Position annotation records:
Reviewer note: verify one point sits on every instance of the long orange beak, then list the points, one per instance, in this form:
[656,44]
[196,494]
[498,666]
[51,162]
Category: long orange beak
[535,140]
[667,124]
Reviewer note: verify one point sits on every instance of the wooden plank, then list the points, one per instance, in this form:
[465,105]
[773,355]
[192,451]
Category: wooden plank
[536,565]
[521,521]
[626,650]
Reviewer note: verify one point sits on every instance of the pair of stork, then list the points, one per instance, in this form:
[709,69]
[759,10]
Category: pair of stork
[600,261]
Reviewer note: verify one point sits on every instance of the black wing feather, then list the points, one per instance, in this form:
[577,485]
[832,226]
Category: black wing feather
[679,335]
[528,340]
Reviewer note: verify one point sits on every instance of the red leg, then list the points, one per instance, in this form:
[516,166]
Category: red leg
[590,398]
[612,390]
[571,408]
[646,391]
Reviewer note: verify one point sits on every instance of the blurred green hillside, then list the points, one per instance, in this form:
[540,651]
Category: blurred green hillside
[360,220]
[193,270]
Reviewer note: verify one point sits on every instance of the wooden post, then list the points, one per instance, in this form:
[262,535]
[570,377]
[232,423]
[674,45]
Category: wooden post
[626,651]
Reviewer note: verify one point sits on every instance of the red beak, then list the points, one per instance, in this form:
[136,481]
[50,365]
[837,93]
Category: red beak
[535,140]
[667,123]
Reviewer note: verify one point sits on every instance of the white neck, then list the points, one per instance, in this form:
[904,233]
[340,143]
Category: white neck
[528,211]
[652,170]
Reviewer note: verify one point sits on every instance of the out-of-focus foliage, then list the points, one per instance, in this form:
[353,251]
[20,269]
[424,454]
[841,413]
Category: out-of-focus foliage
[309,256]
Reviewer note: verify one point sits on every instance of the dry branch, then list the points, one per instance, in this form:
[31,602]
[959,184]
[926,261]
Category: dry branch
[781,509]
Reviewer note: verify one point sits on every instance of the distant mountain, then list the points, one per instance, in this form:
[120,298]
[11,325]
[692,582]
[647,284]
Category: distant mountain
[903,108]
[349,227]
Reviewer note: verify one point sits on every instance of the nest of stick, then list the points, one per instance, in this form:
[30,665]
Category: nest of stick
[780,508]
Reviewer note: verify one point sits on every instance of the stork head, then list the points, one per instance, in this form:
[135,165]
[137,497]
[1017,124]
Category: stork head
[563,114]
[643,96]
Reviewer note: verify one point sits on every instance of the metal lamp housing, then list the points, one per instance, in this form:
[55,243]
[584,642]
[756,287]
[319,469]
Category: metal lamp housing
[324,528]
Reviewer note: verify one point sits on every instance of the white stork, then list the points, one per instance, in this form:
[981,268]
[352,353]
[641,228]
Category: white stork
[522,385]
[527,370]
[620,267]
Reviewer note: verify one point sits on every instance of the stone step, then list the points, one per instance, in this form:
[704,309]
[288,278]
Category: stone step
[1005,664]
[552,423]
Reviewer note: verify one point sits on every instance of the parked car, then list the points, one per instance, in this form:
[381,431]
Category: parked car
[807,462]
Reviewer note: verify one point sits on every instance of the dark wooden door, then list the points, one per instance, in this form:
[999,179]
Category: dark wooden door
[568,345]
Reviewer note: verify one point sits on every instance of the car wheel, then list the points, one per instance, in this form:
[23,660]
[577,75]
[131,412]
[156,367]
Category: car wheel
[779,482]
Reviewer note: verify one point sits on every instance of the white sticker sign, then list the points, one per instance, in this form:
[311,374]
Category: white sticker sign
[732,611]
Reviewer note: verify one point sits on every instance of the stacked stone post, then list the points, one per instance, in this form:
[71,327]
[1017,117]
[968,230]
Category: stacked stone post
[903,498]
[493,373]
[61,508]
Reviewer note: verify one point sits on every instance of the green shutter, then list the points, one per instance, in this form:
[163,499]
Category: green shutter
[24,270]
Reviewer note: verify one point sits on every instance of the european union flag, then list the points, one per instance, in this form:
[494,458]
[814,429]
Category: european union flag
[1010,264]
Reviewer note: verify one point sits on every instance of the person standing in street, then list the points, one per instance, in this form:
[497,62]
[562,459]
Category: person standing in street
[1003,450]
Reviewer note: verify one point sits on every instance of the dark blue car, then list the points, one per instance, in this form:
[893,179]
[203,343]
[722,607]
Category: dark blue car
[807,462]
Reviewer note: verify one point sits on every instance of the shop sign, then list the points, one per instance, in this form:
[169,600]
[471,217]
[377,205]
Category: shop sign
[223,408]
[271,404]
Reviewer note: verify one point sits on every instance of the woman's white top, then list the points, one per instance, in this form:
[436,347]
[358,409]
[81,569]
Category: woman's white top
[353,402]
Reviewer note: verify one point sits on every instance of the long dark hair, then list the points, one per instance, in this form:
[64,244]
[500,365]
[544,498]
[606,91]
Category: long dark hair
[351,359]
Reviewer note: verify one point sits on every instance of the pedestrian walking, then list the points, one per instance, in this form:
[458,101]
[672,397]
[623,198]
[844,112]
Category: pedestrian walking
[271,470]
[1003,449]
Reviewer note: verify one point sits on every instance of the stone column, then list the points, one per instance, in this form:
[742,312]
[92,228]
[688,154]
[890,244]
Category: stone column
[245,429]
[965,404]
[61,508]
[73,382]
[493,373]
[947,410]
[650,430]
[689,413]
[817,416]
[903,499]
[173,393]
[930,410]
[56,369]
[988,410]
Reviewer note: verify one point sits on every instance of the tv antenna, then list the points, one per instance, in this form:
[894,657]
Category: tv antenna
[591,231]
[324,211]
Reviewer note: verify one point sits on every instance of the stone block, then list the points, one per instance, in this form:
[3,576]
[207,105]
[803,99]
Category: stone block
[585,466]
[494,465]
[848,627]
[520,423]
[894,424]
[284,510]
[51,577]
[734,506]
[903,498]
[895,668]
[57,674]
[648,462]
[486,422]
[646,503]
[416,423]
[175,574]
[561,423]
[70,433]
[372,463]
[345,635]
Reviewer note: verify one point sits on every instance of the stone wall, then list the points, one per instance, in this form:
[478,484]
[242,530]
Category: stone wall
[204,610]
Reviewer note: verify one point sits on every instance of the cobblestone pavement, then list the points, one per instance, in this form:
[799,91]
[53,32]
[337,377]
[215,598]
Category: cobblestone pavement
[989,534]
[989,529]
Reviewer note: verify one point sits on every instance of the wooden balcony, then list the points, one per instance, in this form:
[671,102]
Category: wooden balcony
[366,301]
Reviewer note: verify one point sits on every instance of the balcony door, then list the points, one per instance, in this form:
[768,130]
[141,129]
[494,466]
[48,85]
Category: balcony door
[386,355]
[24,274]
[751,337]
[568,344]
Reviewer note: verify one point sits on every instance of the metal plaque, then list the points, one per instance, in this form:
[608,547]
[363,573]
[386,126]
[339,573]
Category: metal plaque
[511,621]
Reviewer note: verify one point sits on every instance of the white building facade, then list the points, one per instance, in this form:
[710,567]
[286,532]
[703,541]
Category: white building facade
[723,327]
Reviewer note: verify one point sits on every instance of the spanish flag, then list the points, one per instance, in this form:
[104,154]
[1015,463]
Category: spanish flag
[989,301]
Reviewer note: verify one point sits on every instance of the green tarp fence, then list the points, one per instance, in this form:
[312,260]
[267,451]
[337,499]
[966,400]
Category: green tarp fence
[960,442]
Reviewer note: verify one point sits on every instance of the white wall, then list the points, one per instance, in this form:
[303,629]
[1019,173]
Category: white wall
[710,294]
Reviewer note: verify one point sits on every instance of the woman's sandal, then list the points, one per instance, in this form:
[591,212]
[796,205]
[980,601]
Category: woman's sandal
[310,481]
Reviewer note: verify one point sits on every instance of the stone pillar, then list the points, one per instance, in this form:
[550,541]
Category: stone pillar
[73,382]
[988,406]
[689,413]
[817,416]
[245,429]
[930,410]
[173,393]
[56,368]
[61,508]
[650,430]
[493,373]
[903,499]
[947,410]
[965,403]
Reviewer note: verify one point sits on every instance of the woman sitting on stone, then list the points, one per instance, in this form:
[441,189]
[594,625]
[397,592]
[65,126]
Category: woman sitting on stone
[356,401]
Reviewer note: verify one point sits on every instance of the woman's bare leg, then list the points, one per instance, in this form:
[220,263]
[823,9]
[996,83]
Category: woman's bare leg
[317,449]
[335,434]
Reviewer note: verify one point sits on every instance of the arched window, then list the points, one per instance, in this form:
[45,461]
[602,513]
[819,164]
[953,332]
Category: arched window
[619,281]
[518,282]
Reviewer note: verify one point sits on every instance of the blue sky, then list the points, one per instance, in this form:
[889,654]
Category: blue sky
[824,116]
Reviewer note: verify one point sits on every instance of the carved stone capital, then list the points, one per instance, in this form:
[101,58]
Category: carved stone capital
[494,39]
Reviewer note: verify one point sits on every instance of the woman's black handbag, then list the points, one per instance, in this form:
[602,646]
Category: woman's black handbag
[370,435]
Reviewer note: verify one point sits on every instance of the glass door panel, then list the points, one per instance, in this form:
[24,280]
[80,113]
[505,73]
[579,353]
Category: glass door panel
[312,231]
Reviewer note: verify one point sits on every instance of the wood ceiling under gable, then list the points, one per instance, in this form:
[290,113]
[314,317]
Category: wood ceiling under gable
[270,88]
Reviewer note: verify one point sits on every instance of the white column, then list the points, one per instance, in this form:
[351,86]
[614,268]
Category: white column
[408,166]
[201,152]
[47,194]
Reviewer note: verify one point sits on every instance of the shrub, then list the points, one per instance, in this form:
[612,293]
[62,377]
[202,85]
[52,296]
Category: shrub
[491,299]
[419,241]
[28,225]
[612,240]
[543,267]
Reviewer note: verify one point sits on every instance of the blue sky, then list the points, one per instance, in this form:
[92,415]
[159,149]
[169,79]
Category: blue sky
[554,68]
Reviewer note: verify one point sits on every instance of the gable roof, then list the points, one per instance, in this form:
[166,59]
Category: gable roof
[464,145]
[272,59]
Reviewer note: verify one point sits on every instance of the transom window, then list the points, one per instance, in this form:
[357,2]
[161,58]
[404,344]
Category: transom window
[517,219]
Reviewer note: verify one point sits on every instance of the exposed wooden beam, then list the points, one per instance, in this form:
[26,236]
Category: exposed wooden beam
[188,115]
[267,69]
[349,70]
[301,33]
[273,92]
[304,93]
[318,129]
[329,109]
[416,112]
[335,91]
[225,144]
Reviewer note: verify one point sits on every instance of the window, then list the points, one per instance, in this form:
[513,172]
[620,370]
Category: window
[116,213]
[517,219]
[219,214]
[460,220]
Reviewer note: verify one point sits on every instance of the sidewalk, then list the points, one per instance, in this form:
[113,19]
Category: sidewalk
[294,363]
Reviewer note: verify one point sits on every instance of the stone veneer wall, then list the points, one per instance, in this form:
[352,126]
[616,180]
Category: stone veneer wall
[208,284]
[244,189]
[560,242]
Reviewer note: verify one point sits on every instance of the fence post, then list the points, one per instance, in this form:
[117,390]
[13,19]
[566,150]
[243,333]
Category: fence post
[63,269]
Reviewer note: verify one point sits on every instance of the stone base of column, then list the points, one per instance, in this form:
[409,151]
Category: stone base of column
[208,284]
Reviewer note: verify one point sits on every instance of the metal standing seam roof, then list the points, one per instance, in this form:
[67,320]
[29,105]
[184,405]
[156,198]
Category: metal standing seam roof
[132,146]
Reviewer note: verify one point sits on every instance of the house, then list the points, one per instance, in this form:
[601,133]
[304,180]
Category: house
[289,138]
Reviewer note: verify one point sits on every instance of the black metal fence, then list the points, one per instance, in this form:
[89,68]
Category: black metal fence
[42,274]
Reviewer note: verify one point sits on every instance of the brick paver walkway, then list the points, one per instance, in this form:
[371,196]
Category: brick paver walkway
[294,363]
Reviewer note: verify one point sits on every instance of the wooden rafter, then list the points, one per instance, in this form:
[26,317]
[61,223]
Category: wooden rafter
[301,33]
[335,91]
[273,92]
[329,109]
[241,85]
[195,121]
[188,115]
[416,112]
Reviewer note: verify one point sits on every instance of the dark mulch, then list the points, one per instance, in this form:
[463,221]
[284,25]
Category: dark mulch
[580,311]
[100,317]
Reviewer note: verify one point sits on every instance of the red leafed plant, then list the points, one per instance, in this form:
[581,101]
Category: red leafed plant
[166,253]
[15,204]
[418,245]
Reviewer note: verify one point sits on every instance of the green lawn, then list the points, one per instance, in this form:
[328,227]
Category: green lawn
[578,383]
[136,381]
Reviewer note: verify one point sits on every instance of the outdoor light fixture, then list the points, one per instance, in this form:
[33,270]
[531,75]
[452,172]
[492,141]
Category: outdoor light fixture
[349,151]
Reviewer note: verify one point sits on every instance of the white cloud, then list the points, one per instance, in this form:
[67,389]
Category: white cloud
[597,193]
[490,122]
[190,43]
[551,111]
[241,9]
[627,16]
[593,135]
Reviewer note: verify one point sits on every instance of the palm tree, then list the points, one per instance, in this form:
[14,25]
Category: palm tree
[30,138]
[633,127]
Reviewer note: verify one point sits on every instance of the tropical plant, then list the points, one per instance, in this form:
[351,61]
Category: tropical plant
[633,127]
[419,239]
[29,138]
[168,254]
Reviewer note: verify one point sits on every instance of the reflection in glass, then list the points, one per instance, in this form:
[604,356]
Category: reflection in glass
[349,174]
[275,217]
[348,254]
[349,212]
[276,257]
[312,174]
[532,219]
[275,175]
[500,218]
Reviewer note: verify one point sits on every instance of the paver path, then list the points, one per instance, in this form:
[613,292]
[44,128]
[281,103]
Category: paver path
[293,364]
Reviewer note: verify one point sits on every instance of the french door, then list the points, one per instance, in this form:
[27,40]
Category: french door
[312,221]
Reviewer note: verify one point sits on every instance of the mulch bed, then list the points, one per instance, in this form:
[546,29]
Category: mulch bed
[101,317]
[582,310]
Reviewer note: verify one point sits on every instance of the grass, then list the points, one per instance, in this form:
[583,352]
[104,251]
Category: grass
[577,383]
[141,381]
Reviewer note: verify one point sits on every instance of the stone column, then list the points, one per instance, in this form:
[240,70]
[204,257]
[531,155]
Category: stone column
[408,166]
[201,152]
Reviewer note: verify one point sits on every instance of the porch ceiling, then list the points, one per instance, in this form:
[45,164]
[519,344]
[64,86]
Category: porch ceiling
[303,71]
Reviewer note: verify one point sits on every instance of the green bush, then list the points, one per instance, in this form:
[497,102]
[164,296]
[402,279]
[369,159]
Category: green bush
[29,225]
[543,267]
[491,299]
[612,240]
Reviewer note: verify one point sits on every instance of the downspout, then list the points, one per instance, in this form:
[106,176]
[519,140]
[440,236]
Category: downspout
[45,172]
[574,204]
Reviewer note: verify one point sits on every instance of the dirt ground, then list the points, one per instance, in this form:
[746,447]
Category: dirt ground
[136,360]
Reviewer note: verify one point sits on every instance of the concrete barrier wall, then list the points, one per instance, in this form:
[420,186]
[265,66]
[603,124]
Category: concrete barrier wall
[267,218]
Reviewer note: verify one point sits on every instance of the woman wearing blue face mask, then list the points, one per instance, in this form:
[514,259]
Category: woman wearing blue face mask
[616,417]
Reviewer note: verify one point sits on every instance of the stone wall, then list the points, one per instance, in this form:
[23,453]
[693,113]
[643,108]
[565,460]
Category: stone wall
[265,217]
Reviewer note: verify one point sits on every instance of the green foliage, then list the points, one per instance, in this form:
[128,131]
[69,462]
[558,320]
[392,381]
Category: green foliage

**Task prompt:** Write the lines out verbatim, from the one with "the woman wearing" through the last line of the entries, and stop there.

**Problem solution:**
Reviewer note: verify one point sits on every instance of the woman wearing blue face mask, then list the points, one per instance, in this form:
[514,259]
Category: woman wearing blue face mask
[616,417]
Reviewer note: verify one point sits on every instance of the stone wall, then list the points, one per instance, in this form:
[23,453]
[693,113]
[643,108]
[565,460]
Category: stone wall
[265,217]
Reviewer note: verify one point sits on every instance of the green foliage, then list the points, one per instance, in this form:
[128,131]
[69,462]
[558,320]
[392,381]
Category: green foliage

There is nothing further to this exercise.